▸ **Instructions**
1/ In the passage on synthetic controls, what are synthetic controls said to be a very powerful tool for when conditions are well run?
2/ Rewrite the paragraph of the passage on synthetic controls that begins "In non-experimental contexts" more briefly, keeping its main facts.

Now, that isn’t to say that synthetic controls don’t have any issues. They absolutely do, and they require more assumptions and can lead to bad statistics and bad causality estimates (especially via data “mining” to choose a set of controls that gives the answer you want), but under well-run conditions they are a very powerful tool in the causal inference toolbox for working with small sample sizes.
Myth #4: Observational methods with synthetic controls are equivalent to experiments
In non-experimental contexts, the use of synthetic control methods can be much more dubious. In the example above, the researchers were still running a trial where there was exogenous intervention (the treatment) on some random subset of patients from a given population. This makes it an experiment and allows us to do pretty clean causal inference with (relatively) few assumptions.
However, and this is what often confuses a lot of people, synthetic controls can often be used in non-experimental contexts where many more assumptions need to be made to make claims of causality (i.e., incrementality) and therefore where there are many more ways for things to go wrong.
The idea once again is pretty straightforward: we might look at our population and think:
Well some households we can see listen to Joe Rogan and hear our podcast ads, what if instead of actually running an experiment or a controlled-trial (painful! hard! slow!) we just look at our population of Joe Rogan-listening households and create a synthetic control that matches them to estimate our treatment effect? That way we can estimate incrementality without having to run an experiment!

▸ **Information**
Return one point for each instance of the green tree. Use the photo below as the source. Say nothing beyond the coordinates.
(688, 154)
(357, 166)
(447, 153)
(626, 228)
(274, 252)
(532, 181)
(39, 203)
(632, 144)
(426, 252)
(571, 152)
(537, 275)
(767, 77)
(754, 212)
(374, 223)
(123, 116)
==
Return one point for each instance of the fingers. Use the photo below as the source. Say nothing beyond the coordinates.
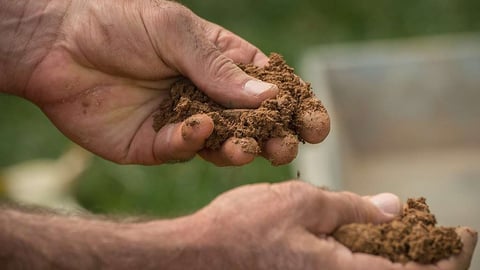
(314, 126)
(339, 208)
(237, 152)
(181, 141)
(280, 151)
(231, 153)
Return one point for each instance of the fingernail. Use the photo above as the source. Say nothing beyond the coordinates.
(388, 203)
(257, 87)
==
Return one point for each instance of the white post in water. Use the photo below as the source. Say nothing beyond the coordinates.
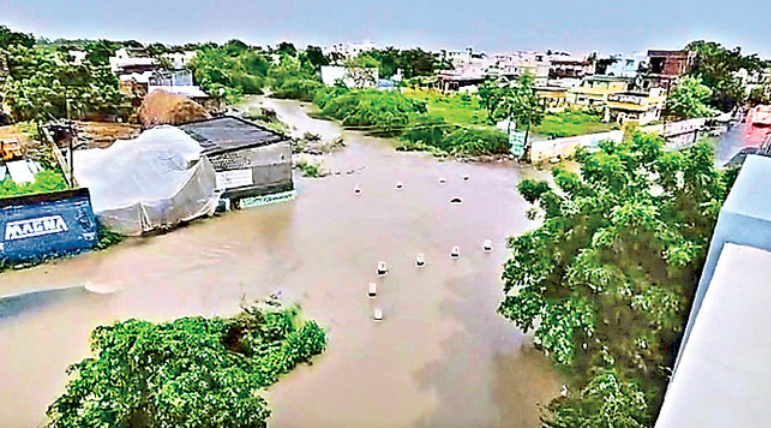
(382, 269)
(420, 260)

▸ **Answer list**
1/ Working with small sample sizes in causal inference.

2/ Synthetic control methods are far more questionable outside experiments. The earlier example was still a trial, with an exogenous treatment given to a random subset of patients. That made it an experiment and allowed fairly clean causal inference with relatively few assumptions.